*Short task*
Put every line of the records below into a numbered list, skipping any blank lines.

[Records of labeled points]

┄┄┄┄┄┄

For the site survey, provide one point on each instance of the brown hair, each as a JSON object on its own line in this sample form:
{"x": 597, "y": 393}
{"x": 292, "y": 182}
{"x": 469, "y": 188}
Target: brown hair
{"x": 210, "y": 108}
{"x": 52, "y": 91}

┄┄┄┄┄┄

*Result for this task*
1. For the site survey, provide one point on each instance of the brown hair, each as a JSON object on its own line in this sample form:
2. {"x": 597, "y": 393}
3. {"x": 292, "y": 182}
4. {"x": 469, "y": 188}
5. Target: brown hair
6. {"x": 210, "y": 108}
7. {"x": 52, "y": 91}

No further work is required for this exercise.